§ Dataset excerpts on object pointing:
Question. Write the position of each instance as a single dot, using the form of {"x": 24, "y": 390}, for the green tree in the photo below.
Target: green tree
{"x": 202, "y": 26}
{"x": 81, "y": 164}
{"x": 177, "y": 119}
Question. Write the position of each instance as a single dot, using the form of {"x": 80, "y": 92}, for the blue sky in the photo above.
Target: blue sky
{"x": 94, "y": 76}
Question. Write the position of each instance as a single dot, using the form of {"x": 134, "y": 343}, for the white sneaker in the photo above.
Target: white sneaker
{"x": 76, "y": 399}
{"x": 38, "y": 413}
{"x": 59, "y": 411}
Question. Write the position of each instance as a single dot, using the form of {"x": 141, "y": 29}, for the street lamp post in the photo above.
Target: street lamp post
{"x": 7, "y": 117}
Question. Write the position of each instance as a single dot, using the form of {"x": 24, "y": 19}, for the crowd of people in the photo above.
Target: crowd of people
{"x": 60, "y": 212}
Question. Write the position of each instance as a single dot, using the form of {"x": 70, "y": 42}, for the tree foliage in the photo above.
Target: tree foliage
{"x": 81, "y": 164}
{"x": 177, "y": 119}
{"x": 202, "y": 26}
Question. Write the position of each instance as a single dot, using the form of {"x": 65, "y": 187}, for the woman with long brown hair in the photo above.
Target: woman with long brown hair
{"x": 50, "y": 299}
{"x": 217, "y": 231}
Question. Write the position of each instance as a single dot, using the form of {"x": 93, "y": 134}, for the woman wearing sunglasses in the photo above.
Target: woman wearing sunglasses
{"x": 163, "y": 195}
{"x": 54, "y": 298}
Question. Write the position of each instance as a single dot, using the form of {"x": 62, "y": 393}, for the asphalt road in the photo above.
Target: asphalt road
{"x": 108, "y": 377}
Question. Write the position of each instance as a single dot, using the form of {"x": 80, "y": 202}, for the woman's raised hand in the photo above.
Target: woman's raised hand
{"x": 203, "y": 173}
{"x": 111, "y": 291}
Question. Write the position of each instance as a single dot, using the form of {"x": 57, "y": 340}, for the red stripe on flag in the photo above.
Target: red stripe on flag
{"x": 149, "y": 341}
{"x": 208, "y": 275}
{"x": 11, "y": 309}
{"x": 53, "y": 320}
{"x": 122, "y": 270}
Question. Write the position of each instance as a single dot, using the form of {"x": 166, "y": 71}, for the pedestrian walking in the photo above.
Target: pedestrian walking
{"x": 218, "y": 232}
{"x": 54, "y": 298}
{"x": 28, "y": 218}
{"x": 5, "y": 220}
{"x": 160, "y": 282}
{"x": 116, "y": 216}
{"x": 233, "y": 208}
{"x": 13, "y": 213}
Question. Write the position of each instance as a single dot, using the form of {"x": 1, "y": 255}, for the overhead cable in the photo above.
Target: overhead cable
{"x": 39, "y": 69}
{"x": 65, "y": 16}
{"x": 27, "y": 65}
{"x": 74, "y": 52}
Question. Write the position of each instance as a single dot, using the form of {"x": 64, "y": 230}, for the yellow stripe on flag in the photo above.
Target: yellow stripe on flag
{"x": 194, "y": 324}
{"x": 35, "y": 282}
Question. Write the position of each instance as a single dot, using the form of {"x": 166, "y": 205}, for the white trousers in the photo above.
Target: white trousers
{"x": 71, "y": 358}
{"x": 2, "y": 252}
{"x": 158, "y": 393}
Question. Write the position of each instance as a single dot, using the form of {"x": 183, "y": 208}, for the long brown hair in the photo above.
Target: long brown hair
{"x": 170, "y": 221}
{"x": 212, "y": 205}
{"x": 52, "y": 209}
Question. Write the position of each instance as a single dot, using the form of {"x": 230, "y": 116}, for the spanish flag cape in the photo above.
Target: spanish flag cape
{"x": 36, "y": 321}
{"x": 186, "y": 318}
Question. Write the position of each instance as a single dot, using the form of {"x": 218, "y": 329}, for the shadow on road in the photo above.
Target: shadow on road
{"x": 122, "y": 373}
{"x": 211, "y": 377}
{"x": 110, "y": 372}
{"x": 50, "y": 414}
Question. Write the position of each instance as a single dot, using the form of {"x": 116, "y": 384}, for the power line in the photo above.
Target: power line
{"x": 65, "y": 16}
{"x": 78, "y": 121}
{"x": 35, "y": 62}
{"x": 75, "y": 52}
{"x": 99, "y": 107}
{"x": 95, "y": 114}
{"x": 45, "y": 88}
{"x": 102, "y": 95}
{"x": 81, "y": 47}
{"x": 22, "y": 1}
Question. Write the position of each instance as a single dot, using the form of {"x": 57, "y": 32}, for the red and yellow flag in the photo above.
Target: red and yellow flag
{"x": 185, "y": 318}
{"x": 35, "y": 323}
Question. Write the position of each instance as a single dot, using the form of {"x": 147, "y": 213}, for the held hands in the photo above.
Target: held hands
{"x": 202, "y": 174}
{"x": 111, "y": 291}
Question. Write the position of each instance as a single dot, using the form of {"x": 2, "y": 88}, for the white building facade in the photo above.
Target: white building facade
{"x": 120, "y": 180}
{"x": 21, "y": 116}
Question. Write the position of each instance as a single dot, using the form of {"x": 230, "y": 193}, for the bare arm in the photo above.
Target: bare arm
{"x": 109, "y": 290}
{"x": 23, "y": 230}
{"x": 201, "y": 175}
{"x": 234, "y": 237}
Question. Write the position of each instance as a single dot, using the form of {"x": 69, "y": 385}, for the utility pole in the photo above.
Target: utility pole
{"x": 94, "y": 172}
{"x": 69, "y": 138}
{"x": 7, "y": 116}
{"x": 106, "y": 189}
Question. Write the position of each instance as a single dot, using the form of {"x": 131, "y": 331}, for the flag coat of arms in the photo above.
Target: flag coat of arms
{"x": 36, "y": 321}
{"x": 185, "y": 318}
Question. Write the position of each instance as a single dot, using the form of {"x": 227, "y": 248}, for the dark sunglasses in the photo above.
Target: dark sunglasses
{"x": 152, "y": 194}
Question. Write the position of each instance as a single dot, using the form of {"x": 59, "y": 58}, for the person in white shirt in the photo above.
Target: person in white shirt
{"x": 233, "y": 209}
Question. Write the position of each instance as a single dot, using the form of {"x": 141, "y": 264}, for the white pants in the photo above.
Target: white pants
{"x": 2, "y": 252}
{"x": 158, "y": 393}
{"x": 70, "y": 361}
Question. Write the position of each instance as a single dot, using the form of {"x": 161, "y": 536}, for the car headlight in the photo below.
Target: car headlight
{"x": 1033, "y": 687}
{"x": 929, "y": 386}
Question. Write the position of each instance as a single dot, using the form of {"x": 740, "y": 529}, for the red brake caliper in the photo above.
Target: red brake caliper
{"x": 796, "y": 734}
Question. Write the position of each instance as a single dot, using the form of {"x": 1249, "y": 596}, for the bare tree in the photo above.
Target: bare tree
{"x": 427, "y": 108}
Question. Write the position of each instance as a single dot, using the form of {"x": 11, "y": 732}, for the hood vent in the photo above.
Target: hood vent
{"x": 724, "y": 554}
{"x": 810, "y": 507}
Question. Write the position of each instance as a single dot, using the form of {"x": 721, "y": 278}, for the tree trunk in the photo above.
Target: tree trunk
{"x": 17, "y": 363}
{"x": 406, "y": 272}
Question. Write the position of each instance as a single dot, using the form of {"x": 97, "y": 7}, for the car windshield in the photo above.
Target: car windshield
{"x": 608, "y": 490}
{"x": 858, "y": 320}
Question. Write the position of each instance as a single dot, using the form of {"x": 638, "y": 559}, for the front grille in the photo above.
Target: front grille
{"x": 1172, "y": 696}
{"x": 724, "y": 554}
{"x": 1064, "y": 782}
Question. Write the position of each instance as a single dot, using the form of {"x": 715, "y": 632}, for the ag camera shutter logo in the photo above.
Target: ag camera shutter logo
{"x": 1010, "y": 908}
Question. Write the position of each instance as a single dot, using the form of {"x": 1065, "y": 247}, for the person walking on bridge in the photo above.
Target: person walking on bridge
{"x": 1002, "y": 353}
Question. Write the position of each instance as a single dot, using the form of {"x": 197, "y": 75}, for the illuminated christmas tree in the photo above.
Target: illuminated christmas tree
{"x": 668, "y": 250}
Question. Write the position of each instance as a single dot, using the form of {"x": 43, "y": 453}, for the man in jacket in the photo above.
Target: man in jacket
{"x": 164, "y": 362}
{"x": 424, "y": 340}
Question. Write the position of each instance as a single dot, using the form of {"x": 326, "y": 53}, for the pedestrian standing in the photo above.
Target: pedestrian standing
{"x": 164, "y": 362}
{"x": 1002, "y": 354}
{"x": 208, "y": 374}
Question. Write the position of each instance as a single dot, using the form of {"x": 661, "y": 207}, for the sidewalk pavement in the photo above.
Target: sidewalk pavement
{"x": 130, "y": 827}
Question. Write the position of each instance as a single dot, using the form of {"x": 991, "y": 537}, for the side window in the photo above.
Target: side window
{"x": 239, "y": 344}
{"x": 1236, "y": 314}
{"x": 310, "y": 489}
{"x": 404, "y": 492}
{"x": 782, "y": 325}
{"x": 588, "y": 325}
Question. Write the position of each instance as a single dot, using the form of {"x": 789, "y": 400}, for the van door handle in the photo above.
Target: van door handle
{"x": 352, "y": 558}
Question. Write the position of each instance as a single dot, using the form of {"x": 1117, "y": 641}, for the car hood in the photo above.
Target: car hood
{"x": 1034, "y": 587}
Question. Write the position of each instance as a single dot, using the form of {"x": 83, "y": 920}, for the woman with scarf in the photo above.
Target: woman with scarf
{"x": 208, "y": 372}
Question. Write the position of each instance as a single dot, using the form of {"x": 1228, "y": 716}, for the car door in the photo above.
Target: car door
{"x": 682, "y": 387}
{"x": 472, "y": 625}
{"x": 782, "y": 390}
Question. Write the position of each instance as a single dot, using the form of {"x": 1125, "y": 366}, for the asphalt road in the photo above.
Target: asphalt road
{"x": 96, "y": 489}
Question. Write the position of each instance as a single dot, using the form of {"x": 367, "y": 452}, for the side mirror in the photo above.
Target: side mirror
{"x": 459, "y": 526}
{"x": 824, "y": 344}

§ WRITTEN EXERCISE: Every line from the line containing "scarf in the photo above." to the last line of the material above must be repeated exactly, and no other line.

§ SOLVED EXERCISE:
Question. Write the position of each instance as a single dot, using the form of {"x": 83, "y": 920}, for the woman with scarf in the photo above.
Target: woman with scarf
{"x": 208, "y": 372}
Question. Write the position of each instance as a single dot, using the form of {"x": 1228, "y": 716}, for the car door in the photo above.
Target: car door
{"x": 682, "y": 387}
{"x": 472, "y": 625}
{"x": 782, "y": 390}
Question. Write the position of each instance as a single dot, using the form of {"x": 1125, "y": 366}, for the asphalt road in the photo above.
Target: asphalt road
{"x": 96, "y": 489}
Question. Write the position of each instance as a single dot, using the form of {"x": 367, "y": 452}, for the side mirror in the photo above.
Target: side mirror
{"x": 459, "y": 526}
{"x": 824, "y": 344}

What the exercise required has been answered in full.